Онтология разорванности нашла обоснование в эмпиризме Дэвида Юма, который в «Трактате о человеческой природе» доказал, что чувственное восприятие не позволяет нам судить, продолжает ли объект существовать после того, как он уже не воспринимается чувствами. Отношение между явленностью, впечатлением и преемственностью хрупкое. Подобной хрупкой и прерывистой явленностью по мысли Юма выглядит гражданское общество, основанное на репутациях (на впечатлениях граждан друг о друге). Институтом гарантии непрерывности в прерывистом мире выступает обещание.
Поскольку впечатление моментально, непосредственно и не задано заранее, это означает, что мир состоит не только и не столько из субстанций, сколько — по Юму — из процессов. Логический итог юмовской онтологии процессов — вывод о том, что не существует целостности субъекта. Субъект оказывается флуктуацией между процессами становления. Он сам — мгновенное впечатление.

**ЗАДАНИЕ 1:**
Покажите все строки из списка ниже, где встречается слово «queried».

**СТРОКИ ДАННЫХ:**
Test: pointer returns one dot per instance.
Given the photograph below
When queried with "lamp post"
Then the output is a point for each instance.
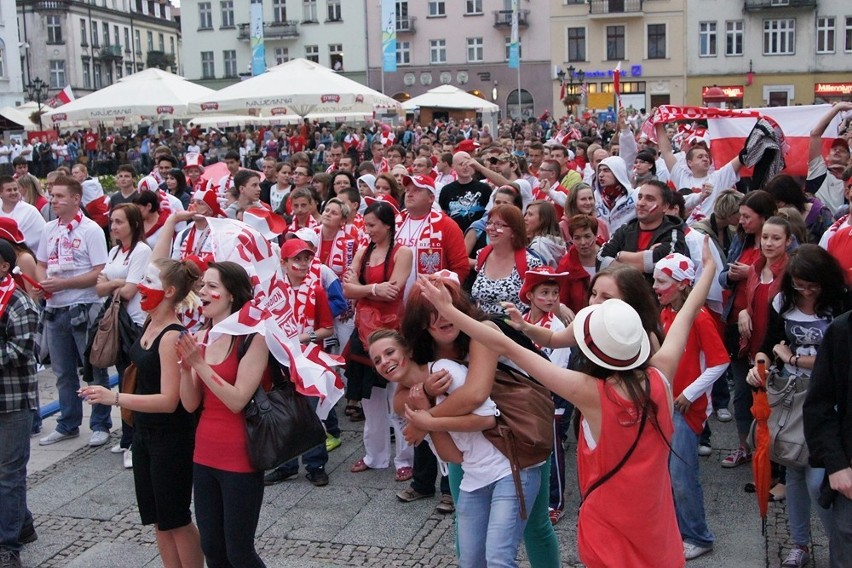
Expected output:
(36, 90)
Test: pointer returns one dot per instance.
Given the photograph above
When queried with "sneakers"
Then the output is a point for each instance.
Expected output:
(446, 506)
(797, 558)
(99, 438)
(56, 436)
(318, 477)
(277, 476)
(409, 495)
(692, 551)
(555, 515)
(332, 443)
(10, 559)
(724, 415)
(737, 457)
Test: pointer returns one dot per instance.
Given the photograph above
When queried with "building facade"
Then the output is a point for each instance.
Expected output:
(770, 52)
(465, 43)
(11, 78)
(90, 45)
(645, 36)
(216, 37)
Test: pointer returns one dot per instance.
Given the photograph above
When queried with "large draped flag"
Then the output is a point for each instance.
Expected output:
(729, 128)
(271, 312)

==

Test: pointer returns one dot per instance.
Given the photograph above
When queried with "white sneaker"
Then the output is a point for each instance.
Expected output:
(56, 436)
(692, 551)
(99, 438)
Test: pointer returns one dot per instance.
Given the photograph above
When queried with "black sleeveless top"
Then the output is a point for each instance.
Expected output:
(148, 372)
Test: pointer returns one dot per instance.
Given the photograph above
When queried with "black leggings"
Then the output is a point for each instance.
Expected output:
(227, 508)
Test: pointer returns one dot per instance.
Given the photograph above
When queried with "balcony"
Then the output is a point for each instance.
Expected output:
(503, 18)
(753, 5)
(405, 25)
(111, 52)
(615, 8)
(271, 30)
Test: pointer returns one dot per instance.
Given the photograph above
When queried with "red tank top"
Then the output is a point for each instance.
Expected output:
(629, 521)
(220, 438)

**ЗАДАНИЕ 2:**
Продублируйте отрывок из текста о Юме между словами «Онтология разорванности нашла» и «мире выступает обещание.», включая их самих.

**ПИСЬМЕННЫЙ ОТВЕТ 1:**
When queried with "lamp post"
When queried with "sneakers"
When queried with "building facade"
When queried with "large draped flag"
When queried with "white sneaker"
When queried with "black sleeveless top"
When queried with "black leggings"
When queried with "balcony"
When queried with "red tank top"

**ПИСЬМЕННЫЙ ОТВЕТ 2:**
Онтология разорванности нашла обоснование в эмпиризме Дэвида Юма, который в «Трактате о человеческой природе» доказал, что чувственное восприятие не позволяет нам судить, продолжает ли объект существовать после того, как он уже не воспринимается чувствами. Отношение между явленностью, впечатлением и преемственностью хрупкое. Подобной хрупкой и прерывистой явленностью по мысли Юма выглядит гражданское общество, основанное на репутациях (на впечатлениях граждан друг о друге). Институтом гарантии непрерывности в прерывистом мире выступает обещание.